───── Exercise inputs

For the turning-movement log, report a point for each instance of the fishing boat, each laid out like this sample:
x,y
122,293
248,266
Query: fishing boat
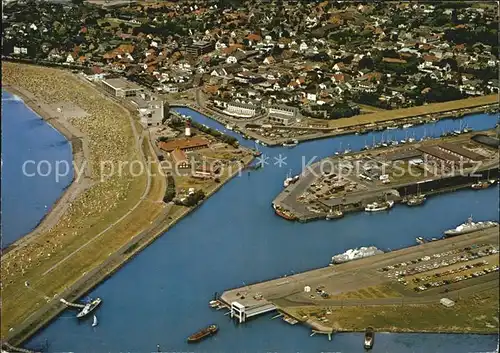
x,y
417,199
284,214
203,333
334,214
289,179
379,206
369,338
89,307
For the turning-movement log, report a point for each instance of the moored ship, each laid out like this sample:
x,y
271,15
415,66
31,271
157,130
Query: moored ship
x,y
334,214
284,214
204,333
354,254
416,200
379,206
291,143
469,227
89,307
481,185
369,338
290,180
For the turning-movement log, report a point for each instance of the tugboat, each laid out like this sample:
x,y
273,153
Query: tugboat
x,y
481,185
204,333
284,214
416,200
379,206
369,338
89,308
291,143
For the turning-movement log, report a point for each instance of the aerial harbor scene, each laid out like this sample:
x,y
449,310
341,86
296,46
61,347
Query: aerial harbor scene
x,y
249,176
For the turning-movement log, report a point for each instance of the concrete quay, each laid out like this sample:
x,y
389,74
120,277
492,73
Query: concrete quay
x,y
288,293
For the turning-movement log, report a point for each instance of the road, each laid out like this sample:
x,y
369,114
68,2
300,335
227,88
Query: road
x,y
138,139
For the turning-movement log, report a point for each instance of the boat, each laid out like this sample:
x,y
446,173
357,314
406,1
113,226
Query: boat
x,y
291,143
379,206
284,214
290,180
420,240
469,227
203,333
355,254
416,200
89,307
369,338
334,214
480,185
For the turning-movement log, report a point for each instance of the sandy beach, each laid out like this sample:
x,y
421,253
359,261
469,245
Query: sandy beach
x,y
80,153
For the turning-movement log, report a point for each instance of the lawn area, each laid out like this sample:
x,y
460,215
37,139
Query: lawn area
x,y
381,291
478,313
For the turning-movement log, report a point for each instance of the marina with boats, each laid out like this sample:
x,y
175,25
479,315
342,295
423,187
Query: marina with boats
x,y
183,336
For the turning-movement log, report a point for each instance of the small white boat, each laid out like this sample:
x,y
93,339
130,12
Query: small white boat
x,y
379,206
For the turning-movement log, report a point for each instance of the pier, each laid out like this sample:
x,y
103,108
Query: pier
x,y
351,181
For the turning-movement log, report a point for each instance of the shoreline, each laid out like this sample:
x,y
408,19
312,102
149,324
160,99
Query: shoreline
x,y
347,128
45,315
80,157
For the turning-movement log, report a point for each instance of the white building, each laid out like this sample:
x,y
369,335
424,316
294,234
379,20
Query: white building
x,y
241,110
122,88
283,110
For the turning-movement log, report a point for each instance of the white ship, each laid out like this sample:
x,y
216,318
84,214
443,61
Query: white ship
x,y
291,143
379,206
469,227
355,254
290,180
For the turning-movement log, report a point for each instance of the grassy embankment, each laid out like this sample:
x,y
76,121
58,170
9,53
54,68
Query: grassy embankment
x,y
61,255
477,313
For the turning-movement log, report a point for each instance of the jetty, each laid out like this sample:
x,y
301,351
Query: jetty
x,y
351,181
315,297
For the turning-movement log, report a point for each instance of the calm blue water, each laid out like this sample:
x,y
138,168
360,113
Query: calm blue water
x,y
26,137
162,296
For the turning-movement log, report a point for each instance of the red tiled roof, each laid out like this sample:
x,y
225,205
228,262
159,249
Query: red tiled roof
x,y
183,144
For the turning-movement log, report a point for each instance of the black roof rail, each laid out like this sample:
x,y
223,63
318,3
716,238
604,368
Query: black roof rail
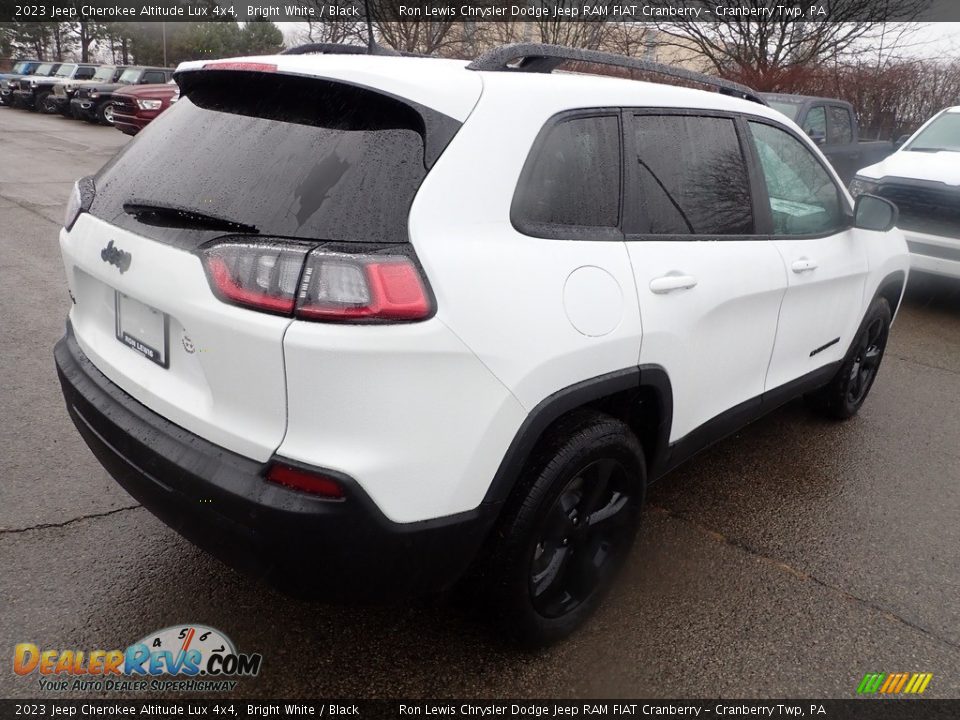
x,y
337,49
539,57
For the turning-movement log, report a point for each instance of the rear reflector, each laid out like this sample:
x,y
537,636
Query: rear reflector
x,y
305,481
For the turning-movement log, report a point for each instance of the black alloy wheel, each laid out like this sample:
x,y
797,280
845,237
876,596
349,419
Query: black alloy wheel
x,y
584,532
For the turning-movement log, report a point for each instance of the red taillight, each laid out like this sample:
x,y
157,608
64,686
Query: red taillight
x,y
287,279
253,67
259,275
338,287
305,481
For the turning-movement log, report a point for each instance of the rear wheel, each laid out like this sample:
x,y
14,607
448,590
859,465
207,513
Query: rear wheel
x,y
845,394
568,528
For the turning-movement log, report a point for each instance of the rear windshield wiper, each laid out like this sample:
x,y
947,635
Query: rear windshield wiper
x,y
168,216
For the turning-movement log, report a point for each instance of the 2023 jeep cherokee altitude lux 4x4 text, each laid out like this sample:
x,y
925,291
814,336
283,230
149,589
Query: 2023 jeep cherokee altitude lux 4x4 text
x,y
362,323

──────────

■ Assigned task: Give the preceding data back exactly, minus every picture.

■ Solution:
For the turning-movement log, report a point for each instance of the fishing boat, each laid out like this sample:
x,y
122,293
248,266
Query: fishing boat
x,y
417,199
284,214
203,333
334,214
289,179
379,206
369,338
89,307
For the turning-movement log, report a point for each instance of the moored ship, each laid out like this sample:
x,y
271,15
415,66
31,271
157,130
Query: moored ship
x,y
334,214
284,214
204,333
354,254
416,200
379,206
291,143
469,227
89,307
481,185
369,338
290,180
For the turning-movement log, report a point for each instance of the tugboat, each laid out like this sample:
x,y
273,153
Query: tugboat
x,y
481,185
204,333
284,214
416,200
379,206
369,338
89,308
291,143
For the turning-movement log, report a point for each instance of the aerial harbor scene, each laid out like this sample:
x,y
449,310
341,86
296,46
61,347
Query: aerial harbor scene
x,y
249,176
For the turning-movement log, report a point for each instance of the concrete quay, each laid out like this sample:
x,y
389,74
120,277
492,73
Query: concrete quay
x,y
288,293
For the turning-movement log, report a point for each instance of the road, each laid out like this sample:
x,y
369,114
68,2
300,335
227,88
Query: road
x,y
138,139
For the turning-movement log, report a point for each instance of the boat, each laid out like this sample:
x,y
446,173
357,314
406,1
113,226
Query: boat
x,y
291,143
379,206
284,214
290,180
420,240
469,227
203,333
355,254
416,200
89,307
369,338
334,214
480,185
For the turning-movement log, report a point for each instance of the sandy beach, each laid out like this sample:
x,y
421,253
359,261
469,245
Query: sandy beach
x,y
80,153
For the turning-movement log, report a point for each instance of the lawn area, each laid out like this sample:
x,y
460,215
37,139
Query: lawn area
x,y
381,291
478,313
For the turning-movement log, report a point for each instance of the marina with boats, each laid out like this sample:
x,y
175,25
479,315
342,295
423,187
Query: marina with boats
x,y
183,336
For the turning-movement log, report a point for each instance of the small white boat, each laid out like this sample:
x,y
93,339
130,12
Query: small white boat
x,y
379,206
For the turning-movement log, report a point for each instance of the pier, each laid out like this sample:
x,y
103,108
Query: pier
x,y
351,181
For the turning-movement log, report a point for each instance of the shoreline, each laid out like this sample:
x,y
408,19
312,102
149,324
160,99
Query: shoreline
x,y
347,128
45,315
80,157
For the turning-movement log, report a point for each instance of the white building, each laid out like this sample:
x,y
369,335
424,316
294,234
379,20
Query: white building
x,y
241,110
122,88
283,110
For the turning-movement log, report a point for each instance of the white ship, each laid out like this sample:
x,y
216,318
84,214
443,61
Query: white ship
x,y
291,143
379,206
469,227
355,254
290,180
For the turning-movement log, report a point for each instance of the grassy embankment, each laid out like this sample:
x,y
76,121
58,170
9,53
54,68
Query: grassy embankment
x,y
61,255
477,313
For the turning-movement log, report a point for each instance of the jetty, each laid out like this sample:
x,y
301,351
Query: jetty
x,y
351,181
315,297
For the turning-movement log, report a point for each instance of the calm blue water, each laid out like this sample:
x,y
138,168
360,113
Query: calm blue water
x,y
26,137
162,296
For the turning-movement log, report a point for each instance of the red tiled roof, each laid out like this sample:
x,y
225,205
228,262
159,249
Query: red tiled roof
x,y
183,144
For the turning-movement log, report a point for each instance of the black roof rail, each laid out like this sample:
x,y
223,63
318,3
716,238
604,368
Query: black roof rail
x,y
337,49
539,57
For the turning-movement log, report a point for each instance of the rear reflector, each laid out like this sample:
x,y
537,636
Query: rear reflector
x,y
305,481
For the turning-movement log, report a point for each instance of the black alloy wheel, each laid out like this sample:
x,y
797,280
845,237
876,596
349,419
Query: black alloy wheel
x,y
584,532
For the turning-movement log, report a point for each instance of the red taillight, each laid out like this sample:
x,y
157,608
64,686
Query: red taillight
x,y
287,279
253,67
259,275
338,287
305,481
For the turning-movement log, report a point for each instance of the rear wheel, each laid out like this sample:
x,y
14,607
448,590
859,465
207,513
Query: rear wheel
x,y
845,394
568,528
For the turning-movement log, report a point for each instance of the rear windshield wiper, each laid out like this sample:
x,y
947,635
Query: rear windshield wiper
x,y
168,216
For the turning-movement log, report a point for each instance of the 2023 jeep cherokee altitude lux 4x4 text, each laid out like this sample:
x,y
925,291
814,336
283,230
149,589
Query: 2023 jeep cherokee altitude lux 4x4 text
x,y
362,323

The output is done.